*Prompt*
Identify every line in the records below that contains the word "document", and reproduce each one.

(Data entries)
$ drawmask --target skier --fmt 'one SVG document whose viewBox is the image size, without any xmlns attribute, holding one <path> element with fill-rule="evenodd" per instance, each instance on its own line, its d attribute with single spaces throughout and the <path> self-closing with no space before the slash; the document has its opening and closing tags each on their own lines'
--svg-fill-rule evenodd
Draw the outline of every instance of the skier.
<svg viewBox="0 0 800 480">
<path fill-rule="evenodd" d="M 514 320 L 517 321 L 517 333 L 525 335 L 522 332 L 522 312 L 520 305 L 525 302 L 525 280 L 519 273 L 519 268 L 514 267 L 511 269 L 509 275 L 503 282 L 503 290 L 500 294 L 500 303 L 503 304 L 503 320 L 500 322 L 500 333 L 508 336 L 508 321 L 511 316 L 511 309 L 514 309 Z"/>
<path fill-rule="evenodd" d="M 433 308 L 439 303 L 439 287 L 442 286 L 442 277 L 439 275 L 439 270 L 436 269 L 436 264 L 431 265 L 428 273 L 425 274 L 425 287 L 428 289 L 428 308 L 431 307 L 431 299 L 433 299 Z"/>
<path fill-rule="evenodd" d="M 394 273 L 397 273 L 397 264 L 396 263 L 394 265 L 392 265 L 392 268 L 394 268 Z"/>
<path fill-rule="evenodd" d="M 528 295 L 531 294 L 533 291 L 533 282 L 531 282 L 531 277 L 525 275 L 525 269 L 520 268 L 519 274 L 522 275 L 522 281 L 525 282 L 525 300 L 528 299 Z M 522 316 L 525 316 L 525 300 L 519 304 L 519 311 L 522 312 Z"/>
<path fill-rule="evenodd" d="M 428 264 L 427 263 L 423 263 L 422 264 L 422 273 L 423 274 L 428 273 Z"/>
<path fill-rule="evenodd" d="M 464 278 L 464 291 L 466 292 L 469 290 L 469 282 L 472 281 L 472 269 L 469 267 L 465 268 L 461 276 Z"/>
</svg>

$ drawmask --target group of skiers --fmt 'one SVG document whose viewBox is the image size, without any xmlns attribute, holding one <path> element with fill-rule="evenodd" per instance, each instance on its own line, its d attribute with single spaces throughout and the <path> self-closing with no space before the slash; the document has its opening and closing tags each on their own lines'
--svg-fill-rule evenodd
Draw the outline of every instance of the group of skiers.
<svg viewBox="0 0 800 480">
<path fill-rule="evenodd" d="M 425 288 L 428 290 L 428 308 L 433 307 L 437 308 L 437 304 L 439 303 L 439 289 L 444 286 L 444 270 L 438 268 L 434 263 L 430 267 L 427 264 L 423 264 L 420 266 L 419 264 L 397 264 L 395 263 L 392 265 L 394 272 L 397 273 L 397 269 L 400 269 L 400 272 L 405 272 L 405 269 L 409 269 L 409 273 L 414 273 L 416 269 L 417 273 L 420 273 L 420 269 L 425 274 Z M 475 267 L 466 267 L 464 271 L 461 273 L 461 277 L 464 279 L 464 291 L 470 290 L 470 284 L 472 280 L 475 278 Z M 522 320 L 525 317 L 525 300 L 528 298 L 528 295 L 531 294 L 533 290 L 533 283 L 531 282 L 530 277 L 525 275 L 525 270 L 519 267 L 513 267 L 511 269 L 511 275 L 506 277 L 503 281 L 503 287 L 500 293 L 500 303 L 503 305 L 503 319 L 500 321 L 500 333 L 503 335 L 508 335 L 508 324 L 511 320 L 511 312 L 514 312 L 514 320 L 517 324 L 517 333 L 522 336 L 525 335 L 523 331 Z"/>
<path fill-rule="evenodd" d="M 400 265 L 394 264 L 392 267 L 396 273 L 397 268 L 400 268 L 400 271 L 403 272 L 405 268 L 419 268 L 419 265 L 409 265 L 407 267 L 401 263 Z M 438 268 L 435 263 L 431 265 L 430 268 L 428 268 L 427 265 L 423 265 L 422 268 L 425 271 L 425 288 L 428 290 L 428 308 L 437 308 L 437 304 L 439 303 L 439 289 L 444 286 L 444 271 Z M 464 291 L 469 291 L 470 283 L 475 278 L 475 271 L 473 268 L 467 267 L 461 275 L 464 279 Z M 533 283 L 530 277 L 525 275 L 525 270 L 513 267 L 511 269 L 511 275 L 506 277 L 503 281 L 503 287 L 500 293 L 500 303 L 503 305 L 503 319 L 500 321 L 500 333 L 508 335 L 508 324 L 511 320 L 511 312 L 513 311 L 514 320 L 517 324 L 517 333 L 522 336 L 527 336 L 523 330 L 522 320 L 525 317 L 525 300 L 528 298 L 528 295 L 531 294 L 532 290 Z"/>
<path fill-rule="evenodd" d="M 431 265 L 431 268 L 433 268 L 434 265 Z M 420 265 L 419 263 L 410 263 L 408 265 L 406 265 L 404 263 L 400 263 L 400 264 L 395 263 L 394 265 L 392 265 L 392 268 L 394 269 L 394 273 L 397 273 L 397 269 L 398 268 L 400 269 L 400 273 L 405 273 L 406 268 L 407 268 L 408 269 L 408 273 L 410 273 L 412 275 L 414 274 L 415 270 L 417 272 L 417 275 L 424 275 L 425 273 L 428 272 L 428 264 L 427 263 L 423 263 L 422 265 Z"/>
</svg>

*Answer to this problem*
$ drawmask --target skier --fmt 'one SVG document whose viewBox is the image size, without any xmlns attribute, holding one <path> element with fill-rule="evenodd" per instance, each instance on its own line, its d attribute with single spaces throughout and the <path> self-closing with no space before the slash; the document has its opening and closing tags each on their own lines'
$ drawmask --target group of skiers --fmt 'one SVG document whose viewBox is the image size, without any xmlns attribute, holding one <path> element with fill-rule="evenodd" per instance, each instance on its own line, its d attribute with single spaces throughout and the <path> self-closing with no space before the slash; the document has its opening and closing tags each on their own lines'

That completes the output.